PROBLEM TO SOLVE
What to return is the tail of the data, from the line that contains "Target: white curtain" down to the last line, copied exactly.
[Opening RECORD EXTRACTS section]
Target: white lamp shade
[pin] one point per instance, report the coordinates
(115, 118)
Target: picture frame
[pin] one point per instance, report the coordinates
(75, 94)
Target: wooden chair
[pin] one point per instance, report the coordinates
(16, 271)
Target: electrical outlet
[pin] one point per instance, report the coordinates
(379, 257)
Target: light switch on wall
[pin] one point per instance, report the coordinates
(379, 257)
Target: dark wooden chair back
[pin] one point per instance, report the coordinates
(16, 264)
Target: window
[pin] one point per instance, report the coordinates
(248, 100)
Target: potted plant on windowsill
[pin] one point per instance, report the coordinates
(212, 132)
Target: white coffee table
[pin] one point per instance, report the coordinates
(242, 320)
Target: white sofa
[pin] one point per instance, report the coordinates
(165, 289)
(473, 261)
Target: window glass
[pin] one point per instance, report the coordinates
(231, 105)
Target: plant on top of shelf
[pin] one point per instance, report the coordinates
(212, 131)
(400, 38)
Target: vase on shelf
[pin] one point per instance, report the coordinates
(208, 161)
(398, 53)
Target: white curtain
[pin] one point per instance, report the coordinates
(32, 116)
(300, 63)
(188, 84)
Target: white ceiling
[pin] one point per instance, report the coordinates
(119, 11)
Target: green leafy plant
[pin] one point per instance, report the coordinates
[Closing RECORD EXTRACTS section]
REPLY TO THE EXERCISE
Target: white curtain
[pin] one point per instance, report the coordinates
(32, 116)
(300, 63)
(188, 84)
Target: white ceiling
[pin] one point per instance, report the coordinates
(119, 11)
Target: green leafy plant
[pin] one point per instance, report the coordinates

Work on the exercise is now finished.